Natural language region descriptions:
===============
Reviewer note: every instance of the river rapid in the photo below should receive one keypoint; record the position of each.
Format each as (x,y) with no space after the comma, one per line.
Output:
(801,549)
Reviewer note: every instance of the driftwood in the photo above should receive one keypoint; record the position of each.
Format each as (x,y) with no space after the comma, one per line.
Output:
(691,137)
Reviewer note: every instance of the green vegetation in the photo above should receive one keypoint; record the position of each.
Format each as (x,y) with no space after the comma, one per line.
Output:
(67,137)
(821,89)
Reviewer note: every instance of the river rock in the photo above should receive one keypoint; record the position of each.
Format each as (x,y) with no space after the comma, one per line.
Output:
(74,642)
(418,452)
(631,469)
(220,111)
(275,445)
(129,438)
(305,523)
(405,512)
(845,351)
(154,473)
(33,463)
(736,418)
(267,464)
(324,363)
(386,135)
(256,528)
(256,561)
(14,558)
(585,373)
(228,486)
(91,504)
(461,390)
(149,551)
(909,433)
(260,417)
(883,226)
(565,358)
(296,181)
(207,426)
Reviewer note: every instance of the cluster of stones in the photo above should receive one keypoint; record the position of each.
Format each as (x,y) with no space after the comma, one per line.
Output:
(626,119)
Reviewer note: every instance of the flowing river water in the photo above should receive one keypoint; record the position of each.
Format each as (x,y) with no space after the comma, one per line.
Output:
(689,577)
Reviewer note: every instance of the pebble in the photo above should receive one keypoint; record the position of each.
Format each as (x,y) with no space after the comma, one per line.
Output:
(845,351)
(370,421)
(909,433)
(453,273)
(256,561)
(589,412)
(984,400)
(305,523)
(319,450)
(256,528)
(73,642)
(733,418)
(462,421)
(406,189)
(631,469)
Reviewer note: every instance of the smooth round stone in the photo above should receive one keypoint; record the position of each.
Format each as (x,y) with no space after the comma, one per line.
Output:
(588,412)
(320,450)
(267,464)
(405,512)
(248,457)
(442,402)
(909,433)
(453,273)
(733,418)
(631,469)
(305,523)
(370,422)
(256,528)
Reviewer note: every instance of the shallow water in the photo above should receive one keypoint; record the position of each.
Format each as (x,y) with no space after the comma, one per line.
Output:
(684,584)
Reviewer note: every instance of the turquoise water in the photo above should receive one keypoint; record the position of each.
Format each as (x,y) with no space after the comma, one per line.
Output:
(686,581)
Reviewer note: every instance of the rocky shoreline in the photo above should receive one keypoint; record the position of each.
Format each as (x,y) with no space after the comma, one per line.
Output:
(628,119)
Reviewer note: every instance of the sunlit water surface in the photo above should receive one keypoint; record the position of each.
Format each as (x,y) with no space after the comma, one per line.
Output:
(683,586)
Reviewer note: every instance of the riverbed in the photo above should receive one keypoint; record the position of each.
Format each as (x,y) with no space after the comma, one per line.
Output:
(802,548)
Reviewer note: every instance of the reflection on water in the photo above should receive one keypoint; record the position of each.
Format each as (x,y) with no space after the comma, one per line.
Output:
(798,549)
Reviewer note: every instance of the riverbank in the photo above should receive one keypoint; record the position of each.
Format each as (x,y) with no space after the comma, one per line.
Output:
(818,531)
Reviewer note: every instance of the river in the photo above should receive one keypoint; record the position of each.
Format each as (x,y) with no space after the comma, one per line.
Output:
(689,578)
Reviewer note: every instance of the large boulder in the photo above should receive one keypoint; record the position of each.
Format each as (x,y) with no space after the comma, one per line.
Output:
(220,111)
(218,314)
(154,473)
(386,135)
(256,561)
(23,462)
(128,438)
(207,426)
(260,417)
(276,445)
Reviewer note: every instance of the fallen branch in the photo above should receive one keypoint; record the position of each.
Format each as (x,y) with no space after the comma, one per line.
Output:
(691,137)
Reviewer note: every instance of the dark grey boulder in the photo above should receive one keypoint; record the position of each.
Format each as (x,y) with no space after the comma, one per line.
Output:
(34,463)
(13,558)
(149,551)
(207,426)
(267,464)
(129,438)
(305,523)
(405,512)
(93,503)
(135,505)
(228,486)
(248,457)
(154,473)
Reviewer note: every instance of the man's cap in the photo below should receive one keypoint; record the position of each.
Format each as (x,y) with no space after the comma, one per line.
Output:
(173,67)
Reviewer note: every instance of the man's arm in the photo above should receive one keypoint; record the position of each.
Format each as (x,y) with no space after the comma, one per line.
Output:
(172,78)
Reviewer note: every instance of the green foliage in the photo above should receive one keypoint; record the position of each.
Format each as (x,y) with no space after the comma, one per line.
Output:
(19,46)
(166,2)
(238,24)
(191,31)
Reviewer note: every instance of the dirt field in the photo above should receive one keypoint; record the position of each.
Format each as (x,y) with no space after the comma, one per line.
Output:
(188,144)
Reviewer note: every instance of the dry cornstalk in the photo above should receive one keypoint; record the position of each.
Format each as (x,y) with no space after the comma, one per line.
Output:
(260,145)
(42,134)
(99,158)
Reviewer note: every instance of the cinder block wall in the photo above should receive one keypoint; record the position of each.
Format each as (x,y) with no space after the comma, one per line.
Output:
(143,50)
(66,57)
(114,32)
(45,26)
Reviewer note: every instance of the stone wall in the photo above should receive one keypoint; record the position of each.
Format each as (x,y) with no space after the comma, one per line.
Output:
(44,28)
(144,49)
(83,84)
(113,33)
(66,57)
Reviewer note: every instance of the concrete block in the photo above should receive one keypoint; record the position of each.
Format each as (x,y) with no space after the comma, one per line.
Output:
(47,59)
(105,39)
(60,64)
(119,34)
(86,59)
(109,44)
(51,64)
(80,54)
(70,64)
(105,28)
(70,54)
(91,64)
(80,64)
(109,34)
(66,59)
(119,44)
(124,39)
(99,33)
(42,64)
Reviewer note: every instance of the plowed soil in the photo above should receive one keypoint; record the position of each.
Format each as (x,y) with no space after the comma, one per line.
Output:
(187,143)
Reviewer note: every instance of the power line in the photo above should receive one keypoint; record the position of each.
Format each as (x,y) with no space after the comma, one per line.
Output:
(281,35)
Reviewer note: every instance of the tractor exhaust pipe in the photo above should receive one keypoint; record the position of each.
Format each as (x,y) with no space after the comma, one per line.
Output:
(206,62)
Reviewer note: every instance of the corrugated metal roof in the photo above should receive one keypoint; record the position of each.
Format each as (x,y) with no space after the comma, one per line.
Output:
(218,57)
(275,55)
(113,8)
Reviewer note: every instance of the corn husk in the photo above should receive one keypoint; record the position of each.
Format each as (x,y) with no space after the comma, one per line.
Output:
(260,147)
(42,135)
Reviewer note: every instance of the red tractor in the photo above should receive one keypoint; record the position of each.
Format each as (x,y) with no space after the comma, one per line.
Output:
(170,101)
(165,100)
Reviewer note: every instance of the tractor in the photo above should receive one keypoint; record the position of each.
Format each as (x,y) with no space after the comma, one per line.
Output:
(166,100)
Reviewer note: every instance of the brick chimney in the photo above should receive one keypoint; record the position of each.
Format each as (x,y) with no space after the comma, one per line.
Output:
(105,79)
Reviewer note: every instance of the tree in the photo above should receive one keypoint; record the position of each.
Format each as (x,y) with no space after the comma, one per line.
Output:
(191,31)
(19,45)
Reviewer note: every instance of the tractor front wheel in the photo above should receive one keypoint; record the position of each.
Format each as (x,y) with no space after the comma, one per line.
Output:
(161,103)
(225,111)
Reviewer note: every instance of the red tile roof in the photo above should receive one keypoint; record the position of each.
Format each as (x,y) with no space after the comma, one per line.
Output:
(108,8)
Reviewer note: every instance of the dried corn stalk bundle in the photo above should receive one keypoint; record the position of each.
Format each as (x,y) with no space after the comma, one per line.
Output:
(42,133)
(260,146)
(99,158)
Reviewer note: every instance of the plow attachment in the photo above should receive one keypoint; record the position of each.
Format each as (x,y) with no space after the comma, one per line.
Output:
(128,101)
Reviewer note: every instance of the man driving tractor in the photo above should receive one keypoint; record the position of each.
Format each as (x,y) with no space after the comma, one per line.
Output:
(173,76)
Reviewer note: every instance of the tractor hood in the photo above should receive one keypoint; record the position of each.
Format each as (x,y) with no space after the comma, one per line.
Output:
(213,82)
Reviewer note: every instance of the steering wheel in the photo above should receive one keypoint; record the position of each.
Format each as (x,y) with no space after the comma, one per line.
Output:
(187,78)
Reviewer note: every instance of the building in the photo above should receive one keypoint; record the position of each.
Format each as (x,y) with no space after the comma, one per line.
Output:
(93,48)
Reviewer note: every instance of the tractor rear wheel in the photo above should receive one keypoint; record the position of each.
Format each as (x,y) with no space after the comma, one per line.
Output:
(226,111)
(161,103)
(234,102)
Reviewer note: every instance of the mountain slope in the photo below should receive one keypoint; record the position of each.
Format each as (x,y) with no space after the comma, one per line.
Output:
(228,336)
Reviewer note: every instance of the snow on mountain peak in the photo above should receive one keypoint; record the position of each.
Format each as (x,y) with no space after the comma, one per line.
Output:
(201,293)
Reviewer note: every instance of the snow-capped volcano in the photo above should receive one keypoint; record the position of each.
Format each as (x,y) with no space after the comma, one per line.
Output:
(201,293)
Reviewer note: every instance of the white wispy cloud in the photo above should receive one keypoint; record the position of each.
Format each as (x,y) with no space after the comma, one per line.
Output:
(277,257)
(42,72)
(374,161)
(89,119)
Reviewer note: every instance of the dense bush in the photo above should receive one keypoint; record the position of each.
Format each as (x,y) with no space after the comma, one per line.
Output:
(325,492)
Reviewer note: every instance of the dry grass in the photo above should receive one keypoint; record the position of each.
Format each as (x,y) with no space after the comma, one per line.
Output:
===============
» Assigned task
Line count for "roof": determine it from the data and answer with the number by itself.

» Expected output
2